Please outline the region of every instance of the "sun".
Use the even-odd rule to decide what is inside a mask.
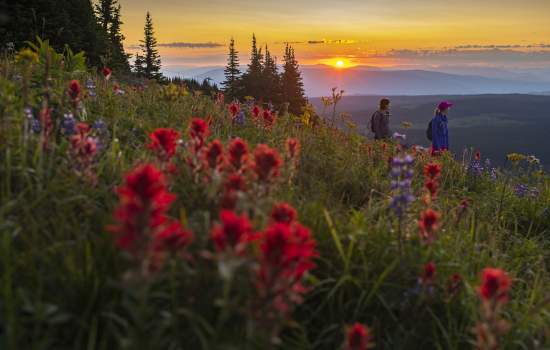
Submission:
[[[345,65],[344,61],[342,61],[342,60],[336,61],[336,67],[338,67],[338,68],[343,68],[344,65]]]

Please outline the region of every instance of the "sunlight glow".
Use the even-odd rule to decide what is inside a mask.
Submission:
[[[344,67],[344,61],[342,61],[342,60],[336,61],[336,67],[339,67],[339,68]]]

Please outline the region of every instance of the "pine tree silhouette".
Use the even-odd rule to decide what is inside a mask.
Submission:
[[[304,83],[300,67],[294,55],[294,49],[289,44],[285,47],[284,66],[282,74],[283,100],[287,102],[288,111],[300,114],[307,103],[304,93]]]
[[[265,46],[264,64],[261,82],[263,84],[264,100],[279,105],[281,101],[281,77],[277,69],[276,57],[271,55]]]
[[[263,54],[256,44],[256,35],[252,34],[252,52],[250,54],[250,63],[246,72],[243,74],[242,95],[252,96],[256,100],[264,98],[264,84],[262,83]]]
[[[239,97],[240,75],[239,70],[239,52],[235,49],[235,40],[231,38],[229,43],[229,55],[227,57],[227,66],[224,69],[225,81],[224,93],[228,100],[233,100]]]
[[[100,0],[95,6],[98,24],[106,42],[104,64],[117,72],[129,73],[129,55],[124,52],[124,35],[121,32],[121,6],[118,0]]]
[[[153,20],[151,14],[147,12],[145,17],[145,27],[143,29],[145,37],[141,40],[141,58],[143,59],[142,68],[135,65],[136,72],[139,74],[143,72],[143,76],[147,79],[162,79],[162,73],[160,72],[161,62],[160,55],[157,50],[157,39],[155,38],[155,31],[153,29]]]

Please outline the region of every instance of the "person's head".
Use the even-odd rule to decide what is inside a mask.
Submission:
[[[449,111],[449,109],[451,109],[452,106],[453,106],[453,104],[451,102],[442,101],[437,106],[437,109],[435,111],[436,111],[436,113],[447,114],[447,112]]]
[[[390,100],[387,98],[383,98],[380,100],[380,110],[381,111],[388,111],[390,109]]]

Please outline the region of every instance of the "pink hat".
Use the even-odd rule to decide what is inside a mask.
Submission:
[[[437,108],[439,108],[440,111],[444,111],[446,109],[448,109],[449,107],[452,107],[453,104],[449,101],[443,101],[439,104],[439,106]]]

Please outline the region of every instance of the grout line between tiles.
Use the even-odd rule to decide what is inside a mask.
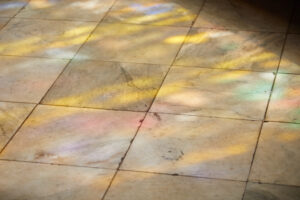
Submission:
[[[279,56],[279,62],[278,62],[278,65],[277,65],[277,69],[276,69],[276,72],[275,72],[275,77],[274,77],[274,80],[273,80],[273,83],[272,83],[271,91],[270,91],[268,102],[267,102],[267,105],[266,105],[264,119],[263,119],[263,121],[261,123],[260,129],[259,129],[259,133],[258,133],[258,136],[257,136],[257,141],[256,141],[256,144],[255,144],[255,147],[254,147],[254,152],[253,152],[253,155],[252,155],[252,161],[251,161],[251,164],[250,164],[249,173],[248,173],[248,177],[247,177],[247,181],[246,181],[246,184],[245,184],[244,193],[243,193],[243,196],[242,196],[241,200],[244,199],[245,194],[246,194],[246,189],[247,189],[247,185],[248,185],[249,178],[250,178],[250,175],[251,175],[251,171],[252,171],[252,167],[253,167],[253,163],[254,163],[256,151],[257,151],[257,147],[258,147],[258,144],[259,144],[259,140],[260,140],[260,136],[261,136],[261,133],[262,133],[263,125],[264,125],[264,123],[266,121],[268,108],[269,108],[269,105],[270,105],[270,102],[271,102],[271,98],[272,98],[273,90],[274,90],[274,87],[275,87],[275,82],[276,82],[277,74],[278,74],[278,71],[279,71],[280,63],[281,63],[283,52],[284,52],[284,49],[285,49],[285,45],[286,45],[286,41],[287,41],[287,36],[288,36],[288,31],[289,31],[289,28],[290,28],[291,23],[292,23],[293,14],[295,12],[295,3],[296,2],[294,0],[293,1],[293,5],[294,5],[293,11],[290,14],[289,23],[288,23],[288,26],[287,26],[286,31],[285,31],[284,41],[283,41],[283,44],[282,44],[282,47],[281,47],[281,51],[280,51],[280,56]]]

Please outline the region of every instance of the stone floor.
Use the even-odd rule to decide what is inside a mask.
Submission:
[[[0,200],[299,200],[300,2],[1,0]]]

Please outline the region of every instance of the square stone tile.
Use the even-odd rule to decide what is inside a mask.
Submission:
[[[190,26],[203,0],[122,0],[114,4],[108,22]]]
[[[246,180],[260,122],[148,114],[121,168]]]
[[[187,32],[182,27],[101,23],[76,57],[169,65]]]
[[[120,171],[106,200],[240,200],[245,183]]]
[[[300,124],[264,123],[250,179],[300,186]]]
[[[2,30],[0,55],[72,58],[96,22],[13,19]]]
[[[173,67],[150,111],[263,119],[274,75]]]
[[[283,40],[280,33],[192,29],[175,64],[276,71]]]
[[[0,151],[33,107],[33,104],[0,102]]]
[[[0,197],[5,200],[95,200],[113,170],[0,161]]]
[[[289,34],[280,61],[279,72],[300,74],[300,35]]]
[[[67,62],[0,56],[0,100],[38,103]]]
[[[26,6],[28,0],[1,0],[0,17],[13,17],[21,8]]]
[[[300,75],[278,74],[267,120],[300,123]]]
[[[281,185],[247,184],[243,200],[299,200],[300,188]]]
[[[116,168],[143,116],[38,106],[0,158]]]
[[[292,0],[207,0],[196,27],[285,32]]]
[[[5,17],[0,18],[0,30],[1,30],[1,28],[3,28],[3,27],[6,25],[6,23],[7,23],[9,20],[10,20],[10,18],[5,18]]]
[[[31,0],[16,17],[99,21],[114,0]]]
[[[146,111],[167,65],[72,61],[43,103]]]

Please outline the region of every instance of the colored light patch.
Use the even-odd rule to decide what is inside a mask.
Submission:
[[[0,11],[1,10],[8,10],[13,8],[21,8],[25,6],[25,2],[10,2],[10,3],[1,3],[0,4]]]
[[[167,38],[165,40],[165,42],[171,43],[171,44],[182,43],[182,41],[185,39],[185,37],[186,37],[185,35],[173,36],[173,37]],[[209,39],[208,33],[198,33],[195,35],[188,36],[186,43],[200,44],[200,43],[206,42],[208,39]]]
[[[130,7],[138,12],[142,12],[147,15],[165,13],[173,9],[172,4],[156,4],[151,6],[144,6],[142,4],[132,4]]]

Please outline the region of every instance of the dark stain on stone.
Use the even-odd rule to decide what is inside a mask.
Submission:
[[[281,200],[265,190],[247,190],[244,200]],[[283,199],[282,199],[283,200]]]
[[[166,160],[177,161],[177,160],[181,159],[183,155],[184,155],[183,151],[177,150],[175,148],[171,148],[162,156],[162,158],[164,158]]]
[[[159,116],[159,114],[154,113],[154,116],[155,116],[159,121],[161,121],[161,117]]]
[[[41,159],[41,158],[51,157],[51,156],[54,156],[54,154],[41,151],[35,154],[35,159]]]

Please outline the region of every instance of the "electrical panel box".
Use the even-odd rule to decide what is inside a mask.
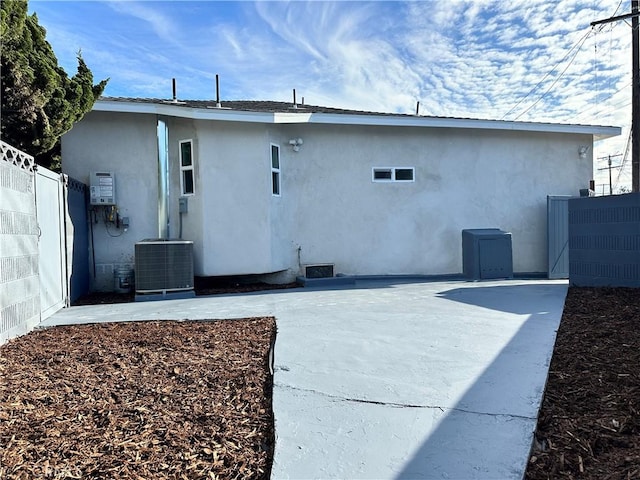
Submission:
[[[180,197],[178,199],[178,213],[189,212],[189,197]]]
[[[116,180],[113,172],[91,172],[89,183],[91,205],[116,204]]]

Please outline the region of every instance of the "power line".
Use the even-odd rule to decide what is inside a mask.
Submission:
[[[617,22],[620,20],[626,20],[628,18],[634,19],[638,17],[637,12],[625,13],[624,15],[618,15],[617,17],[609,17],[604,20],[596,20],[595,22],[591,22],[591,26],[595,27],[596,25],[603,25],[606,23]]]
[[[603,98],[602,100],[599,100],[598,103],[594,103],[593,105],[591,105],[588,108],[585,108],[584,110],[582,110],[582,113],[580,114],[580,117],[578,118],[582,118],[582,116],[589,112],[590,110],[593,110],[596,107],[601,107],[602,105],[600,105],[602,102],[606,102],[607,100],[610,100],[611,98],[615,97],[618,93],[622,92],[625,88],[629,88],[631,86],[631,82],[627,83],[626,85],[624,85],[622,88],[616,90],[615,92],[613,92],[611,95],[609,95],[606,98]],[[604,107],[603,107],[604,108]],[[595,113],[595,116],[600,116],[603,113],[603,111],[598,111]]]
[[[617,102],[611,104],[611,105],[607,105],[606,107],[602,107],[602,110],[599,110],[598,112],[596,112],[594,115],[590,115],[590,117],[596,117],[598,120],[598,122],[603,122],[605,121],[605,119],[607,117],[610,117],[611,115],[615,114],[615,112],[618,112],[619,110],[622,110],[623,108],[627,108],[629,107],[633,102],[631,100],[628,99],[622,99],[622,100],[618,100]],[[577,122],[583,122],[586,121],[585,118],[585,113],[583,112],[582,114],[580,114],[576,121]]]
[[[622,154],[618,153],[617,155],[607,155],[606,157],[599,157],[598,160],[608,160],[607,166],[605,168],[599,168],[598,170],[609,170],[609,195],[613,195],[613,181],[611,180],[611,169],[612,168],[621,168],[622,165],[612,165],[611,159],[615,157],[621,157]]]
[[[520,115],[518,115],[516,118],[514,118],[514,120],[518,120],[521,116],[523,116],[525,113],[527,113],[529,110],[531,110],[533,107],[535,107],[538,103],[540,103],[540,101],[547,96],[547,94],[551,91],[551,89],[553,87],[555,87],[556,83],[558,83],[558,81],[560,81],[560,79],[563,77],[563,75],[566,73],[566,71],[569,69],[569,67],[571,66],[571,64],[573,64],[573,61],[576,59],[576,57],[578,56],[578,53],[580,53],[580,49],[582,48],[582,45],[584,45],[584,43],[587,41],[587,38],[589,37],[589,35],[591,34],[591,32],[587,32],[583,37],[582,37],[582,43],[580,43],[580,45],[578,46],[578,48],[576,49],[576,52],[574,53],[573,57],[571,58],[571,60],[569,61],[569,63],[567,64],[567,66],[564,68],[564,70],[562,70],[562,72],[560,73],[560,75],[558,75],[556,77],[556,79],[553,81],[553,83],[549,86],[549,88],[540,96],[540,98],[538,98],[538,100],[536,100],[535,102],[533,102],[533,104],[531,104],[531,106],[529,106],[529,108],[527,108],[525,111],[523,111]]]
[[[633,102],[632,102],[631,100],[629,100],[627,103],[624,103],[624,104],[622,104],[622,105],[620,105],[620,104],[619,104],[619,102],[618,102],[618,104],[613,105],[613,109],[612,109],[612,110],[609,110],[609,111],[606,113],[606,115],[611,115],[613,112],[617,112],[618,110],[622,110],[623,108],[628,107],[628,106],[629,106],[629,105],[631,105],[632,103],[633,103]],[[604,112],[603,112],[603,114],[604,114]]]
[[[624,149],[624,156],[622,157],[622,163],[620,166],[620,170],[618,170],[618,176],[616,177],[616,181],[613,184],[614,188],[618,187],[618,184],[620,183],[620,177],[622,176],[622,174],[625,171],[625,167],[627,165],[627,161],[629,160],[629,152],[631,150],[631,129],[629,129],[629,136],[627,137],[627,145],[625,146]]]
[[[613,15],[615,15],[618,10],[620,9],[620,6],[622,5],[622,0],[620,0],[620,2],[618,2],[618,6],[616,7],[615,11],[613,12]],[[624,18],[627,18],[626,15],[623,16]],[[604,23],[604,22],[603,22]],[[597,31],[601,31],[604,28],[604,25],[600,26],[598,28]],[[531,105],[529,108],[527,108],[524,112],[522,112],[520,115],[518,115],[514,120],[517,120],[518,118],[520,118],[522,115],[524,115],[525,113],[527,113],[528,111],[530,111],[537,103],[539,103],[551,90],[551,88],[553,88],[553,86],[555,86],[555,84],[560,80],[560,78],[564,75],[564,73],[567,71],[567,69],[569,68],[569,66],[573,63],[573,61],[575,60],[577,54],[579,53],[580,48],[582,48],[582,46],[584,45],[584,43],[586,42],[587,38],[589,37],[589,35],[593,32],[595,32],[595,28],[594,25],[592,24],[592,28],[591,30],[587,31],[576,43],[573,44],[573,46],[569,49],[569,51],[565,54],[565,56],[559,61],[557,62],[554,67],[549,70],[545,76],[542,78],[542,80],[540,80],[523,98],[521,98],[513,107],[511,107],[502,117],[501,120],[504,120],[511,112],[513,112],[516,108],[518,108],[518,106],[520,106],[527,98],[529,98],[537,89],[538,87],[540,87],[540,85],[542,85],[544,83],[544,81],[571,55],[571,53],[573,52],[573,50],[575,50],[576,48],[578,48],[578,51],[573,55],[573,57],[571,58],[571,61],[569,62],[569,64],[567,65],[567,67],[565,67],[565,69],[562,71],[562,73],[560,74],[560,76],[558,76],[556,78],[556,80],[553,82],[553,84],[551,85],[551,87],[549,89],[547,89],[547,91],[545,91],[542,96],[533,104]]]
[[[596,20],[591,22],[591,26],[605,23],[618,22],[631,18],[631,191],[640,191],[640,0],[631,0],[631,13],[618,15],[616,17]]]
[[[616,11],[615,11],[615,12],[613,12],[613,15],[611,15],[612,17],[615,17],[615,16],[616,16],[616,13],[618,13],[618,10],[620,10],[620,6],[622,6],[622,0],[620,0],[620,1],[618,2],[618,6],[616,7]]]
[[[547,78],[549,78],[549,76],[555,71],[555,69],[558,68],[567,59],[567,57],[569,57],[569,55],[571,55],[571,52],[573,52],[573,50],[579,44],[581,44],[581,42],[583,44],[586,41],[587,37],[591,34],[591,32],[592,32],[592,30],[588,30],[587,33],[585,33],[582,36],[582,38],[580,38],[580,40],[578,40],[576,43],[574,43],[573,46],[571,47],[571,49],[565,54],[565,56],[562,57],[562,59],[558,63],[556,63],[551,70],[549,70],[547,72],[547,74],[542,78],[542,80],[540,80],[538,83],[536,83],[536,85],[529,91],[529,93],[527,93],[523,98],[520,99],[520,101],[518,103],[516,103],[513,107],[511,107],[509,109],[509,111],[502,116],[501,120],[504,120],[507,117],[507,115],[509,115],[511,112],[513,112],[516,108],[518,108],[518,106],[520,106],[520,104],[522,102],[524,102],[527,98],[529,98],[531,96],[531,94],[533,94],[533,92],[535,92],[537,90],[537,88],[540,85],[542,85]]]

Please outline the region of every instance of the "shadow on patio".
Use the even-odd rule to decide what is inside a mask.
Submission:
[[[439,297],[528,315],[517,333],[455,405],[442,405],[437,426],[398,479],[520,479],[542,401],[566,296],[563,283],[474,286]]]

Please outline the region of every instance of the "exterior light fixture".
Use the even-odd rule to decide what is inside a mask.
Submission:
[[[589,147],[587,147],[586,145],[580,145],[578,147],[578,157],[580,158],[580,160],[584,160],[587,158],[588,151],[589,151]]]
[[[289,140],[289,145],[293,147],[294,152],[300,151],[300,145],[302,145],[302,143],[303,142],[301,138],[292,138],[291,140]]]

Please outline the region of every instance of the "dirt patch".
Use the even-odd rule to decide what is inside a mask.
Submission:
[[[570,288],[526,478],[640,479],[640,289]]]
[[[273,318],[35,331],[0,347],[0,478],[268,479]]]

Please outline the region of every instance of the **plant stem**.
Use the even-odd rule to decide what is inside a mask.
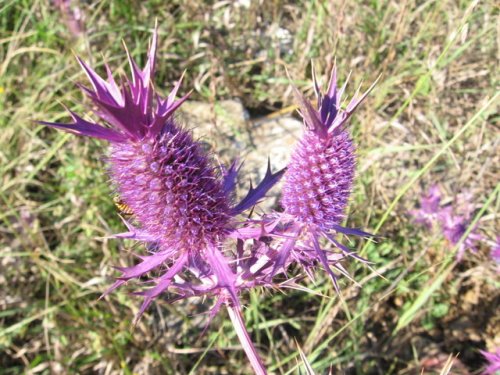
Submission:
[[[257,350],[255,349],[250,336],[248,335],[245,323],[243,322],[243,317],[241,315],[241,310],[238,307],[229,305],[226,306],[236,334],[238,335],[240,343],[243,346],[243,350],[245,350],[245,353],[250,360],[250,364],[252,365],[255,374],[266,375],[266,368],[264,367],[262,360],[260,359],[259,354],[257,353]]]

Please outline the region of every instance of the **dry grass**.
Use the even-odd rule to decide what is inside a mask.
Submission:
[[[72,50],[124,69],[120,40],[143,59],[155,18],[160,90],[187,69],[184,87],[213,106],[215,120],[217,102],[241,100],[252,121],[235,132],[291,113],[284,65],[310,96],[311,59],[318,72],[335,59],[343,77],[352,70],[350,92],[382,75],[353,120],[359,178],[349,224],[383,236],[355,245],[385,279],[353,264],[363,288],[344,282],[345,305],[321,277],[308,286],[330,298],[245,296],[248,326],[271,372],[298,373],[307,357],[317,373],[439,373],[458,354],[450,373],[459,373],[481,367],[479,349],[500,346],[490,245],[455,264],[441,236],[408,215],[439,183],[449,201],[471,192],[479,231],[490,240],[497,234],[494,2],[73,3],[85,25],[78,37],[47,1],[0,4],[0,373],[249,371],[224,314],[198,337],[209,301],[160,301],[133,329],[137,298],[121,290],[97,300],[115,275],[111,266],[129,262],[123,252],[134,246],[104,239],[121,224],[103,144],[32,122],[62,119],[59,102],[84,111]],[[254,140],[255,152],[259,141],[266,139]]]

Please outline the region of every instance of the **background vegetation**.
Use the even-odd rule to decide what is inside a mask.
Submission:
[[[498,10],[463,0],[0,2],[0,373],[250,371],[224,313],[199,336],[210,301],[158,301],[133,328],[140,301],[126,288],[97,300],[112,266],[133,261],[132,244],[105,238],[123,230],[105,145],[32,121],[66,120],[60,102],[87,111],[73,52],[124,72],[121,40],[144,61],[155,19],[159,90],[187,69],[193,99],[241,101],[249,120],[235,132],[293,115],[285,64],[310,97],[311,59],[323,81],[335,59],[342,80],[352,70],[350,93],[382,75],[352,121],[359,177],[347,224],[382,236],[352,245],[383,277],[349,264],[362,287],[342,281],[345,305],[324,275],[307,284],[317,294],[245,296],[270,371],[298,373],[299,348],[317,373],[432,373],[450,354],[452,373],[480,369],[478,350],[500,346],[488,243],[500,205]],[[458,264],[408,214],[435,183],[448,202],[473,195],[488,239]]]

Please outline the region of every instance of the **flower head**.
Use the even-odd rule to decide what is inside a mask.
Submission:
[[[132,78],[121,85],[107,65],[105,80],[78,58],[92,85],[81,88],[97,108],[100,123],[72,111],[72,123],[41,123],[111,143],[109,174],[135,224],[125,222],[128,231],[116,237],[146,242],[148,253],[138,255],[136,265],[118,268],[121,275],[105,295],[131,279],[150,276],[153,286],[137,293],[144,297],[137,318],[166,291],[175,293],[174,299],[213,296],[211,316],[221,305],[228,307],[252,365],[262,370],[241,320],[239,294],[270,285],[271,268],[258,262],[264,248],[259,249],[264,253],[244,254],[235,218],[261,200],[283,171],[271,173],[269,166],[262,182],[235,204],[236,164],[216,168],[201,143],[173,118],[189,95],[176,100],[182,78],[167,98],[153,88],[156,45],[155,32],[142,70],[127,51]],[[230,235],[238,241],[237,251],[224,247]]]
[[[203,263],[207,248],[216,248],[230,231],[230,200],[223,178],[201,145],[172,117],[187,99],[186,95],[175,100],[181,80],[166,99],[153,89],[156,43],[155,33],[142,70],[127,52],[132,79],[121,87],[109,67],[106,81],[78,58],[92,84],[92,89],[82,89],[101,121],[110,127],[88,122],[71,111],[72,124],[45,123],[111,143],[109,173],[138,223],[128,237],[149,242],[151,254],[141,256],[136,266],[121,268],[122,275],[110,290],[160,266],[170,266],[157,285],[143,293],[141,313],[185,265]]]
[[[429,192],[420,198],[420,208],[411,210],[415,221],[431,229],[440,215],[441,191],[437,185],[433,185]]]
[[[285,224],[281,230],[287,239],[279,248],[275,271],[298,262],[311,275],[310,269],[321,264],[336,285],[332,267],[347,275],[340,261],[349,256],[361,258],[338,242],[335,235],[368,235],[344,228],[340,223],[345,217],[355,175],[355,147],[347,123],[373,86],[342,108],[347,82],[337,88],[336,69],[324,94],[320,92],[314,71],[313,79],[317,109],[294,87],[305,130],[284,176],[281,218]],[[325,237],[340,253],[322,249],[320,237]]]

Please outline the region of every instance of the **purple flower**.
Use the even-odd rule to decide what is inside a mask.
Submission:
[[[410,214],[415,218],[415,222],[432,229],[441,212],[440,203],[441,191],[437,185],[433,185],[429,192],[420,198],[420,208],[411,210]]]
[[[497,265],[500,265],[500,236],[497,236],[496,242],[490,250],[490,256]]]
[[[373,86],[365,94],[356,95],[343,109],[342,94],[347,82],[337,89],[336,69],[332,71],[325,94],[319,90],[314,71],[313,79],[318,109],[294,87],[305,132],[284,176],[281,199],[284,213],[280,218],[284,224],[277,232],[284,239],[278,249],[274,272],[286,271],[290,264],[297,262],[312,276],[311,269],[321,264],[337,287],[332,267],[348,276],[341,260],[363,259],[337,241],[336,234],[369,236],[357,229],[344,228],[340,223],[345,217],[355,175],[355,147],[347,123]],[[340,252],[323,249],[321,237]]]
[[[474,204],[471,203],[472,195],[462,193],[457,196],[453,205],[441,208],[438,213],[438,221],[441,226],[444,238],[455,246],[467,232],[472,221],[474,213]],[[482,241],[484,238],[477,233],[477,228],[474,227],[458,246],[456,259],[460,262],[463,259],[466,250],[473,252],[477,251],[476,242]]]
[[[470,220],[464,216],[444,213],[441,218],[441,223],[444,237],[451,245],[457,245],[467,231]],[[476,252],[476,242],[482,239],[483,236],[476,233],[475,228],[473,228],[458,247],[456,255],[457,261],[460,262],[462,260],[465,250],[469,249]]]
[[[173,118],[189,95],[175,99],[182,78],[167,98],[154,91],[156,44],[155,32],[142,70],[127,51],[132,79],[120,86],[107,65],[104,80],[78,58],[92,85],[92,89],[81,88],[97,108],[101,122],[109,127],[71,111],[73,123],[41,123],[111,143],[109,174],[137,223],[125,222],[129,230],[116,237],[147,243],[148,254],[138,255],[134,266],[118,268],[121,276],[104,295],[131,279],[152,276],[153,286],[137,293],[144,301],[136,319],[166,291],[175,293],[174,299],[213,296],[216,303],[211,317],[226,305],[252,366],[263,373],[243,325],[239,294],[255,286],[270,286],[272,267],[268,261],[262,262],[265,247],[250,254],[243,250],[235,230],[236,217],[262,199],[283,171],[273,174],[269,166],[263,181],[234,204],[236,164],[216,168],[201,144]],[[236,250],[223,246],[229,237],[236,238]]]
[[[488,362],[488,365],[482,372],[483,375],[495,375],[500,371],[500,348],[497,348],[494,353],[489,353],[480,350],[484,359]]]
[[[79,37],[84,31],[81,9],[71,4],[71,0],[54,0],[53,3],[61,11],[62,19],[71,34]]]
[[[457,196],[453,205],[441,206],[441,191],[437,185],[432,186],[429,192],[420,199],[420,208],[411,210],[417,223],[423,224],[427,229],[439,225],[446,240],[454,246],[457,245],[467,231],[471,222],[474,204],[471,203],[472,195],[462,193]],[[483,236],[476,233],[473,228],[457,249],[456,259],[461,261],[465,250],[476,251],[476,242]]]

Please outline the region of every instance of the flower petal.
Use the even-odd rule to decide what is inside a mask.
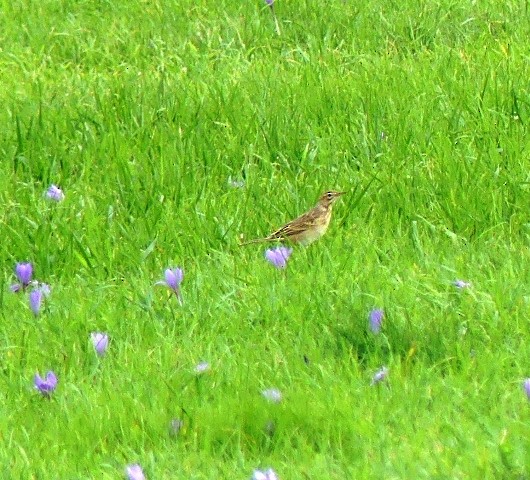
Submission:
[[[57,186],[57,185],[50,185],[50,188],[46,191],[46,196],[50,200],[54,200],[56,202],[60,202],[64,200],[64,192]]]
[[[106,333],[92,332],[90,337],[92,339],[92,345],[94,345],[96,353],[100,357],[105,355],[107,347],[109,346],[109,336]]]
[[[456,288],[460,288],[460,289],[464,289],[464,288],[468,288],[471,286],[471,283],[470,282],[466,282],[465,280],[455,280],[453,282],[453,285],[456,287]]]
[[[292,248],[277,247],[269,248],[265,251],[265,258],[272,263],[276,268],[285,268],[287,266],[287,260],[293,252]]]
[[[42,395],[48,397],[57,387],[57,376],[51,370],[46,373],[46,379],[36,373],[33,383]]]
[[[184,278],[184,273],[179,267],[167,268],[164,272],[164,276],[166,279],[167,286],[172,290],[177,291]]]
[[[54,390],[57,386],[57,376],[51,370],[46,373],[46,383],[51,390]]]
[[[210,370],[210,364],[208,362],[199,362],[197,365],[195,365],[195,373],[197,374],[201,374],[201,373],[205,373],[207,372],[208,370]]]
[[[20,262],[15,266],[15,274],[23,287],[27,287],[33,276],[33,265],[29,262]]]
[[[381,326],[383,323],[383,316],[384,312],[383,310],[379,308],[375,308],[370,312],[370,315],[368,316],[368,320],[370,323],[370,330],[373,333],[379,333],[381,331]]]
[[[125,474],[129,480],[145,480],[145,475],[140,465],[133,464],[125,467]]]
[[[277,388],[267,388],[261,392],[264,398],[272,403],[280,403],[282,401],[282,392]]]
[[[525,379],[523,382],[523,389],[526,393],[526,396],[528,397],[528,400],[530,400],[530,378]]]
[[[34,315],[38,315],[42,307],[42,291],[39,288],[29,294],[29,306]]]
[[[388,376],[388,368],[387,367],[381,367],[377,372],[375,372],[374,376],[372,377],[372,383],[371,385],[375,385],[377,383],[382,382],[386,379]]]

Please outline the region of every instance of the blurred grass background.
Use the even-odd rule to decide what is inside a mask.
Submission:
[[[2,478],[530,475],[526,3],[274,5],[0,3]],[[328,189],[285,271],[239,248]]]

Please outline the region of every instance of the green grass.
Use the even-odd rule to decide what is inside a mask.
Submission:
[[[530,478],[526,3],[0,11],[2,478]],[[285,270],[238,246],[327,189]]]

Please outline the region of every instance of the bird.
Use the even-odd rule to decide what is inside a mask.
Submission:
[[[240,245],[273,242],[275,240],[289,240],[292,243],[299,243],[304,246],[309,245],[326,233],[331,220],[333,204],[345,193],[330,190],[322,194],[315,207],[308,212],[286,223],[267,237],[249,240]]]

◆ ◆ ◆

- _PROBLEM REQUIREMENTS_:
Show each line of the material that includes the word "stone".

- _RESULT BELOW_:
Please outline the region of every instance of the stone floor.
Please outline the region of every instance of the square stone tile.
Please outline the region of every instance of the dark stain on stone.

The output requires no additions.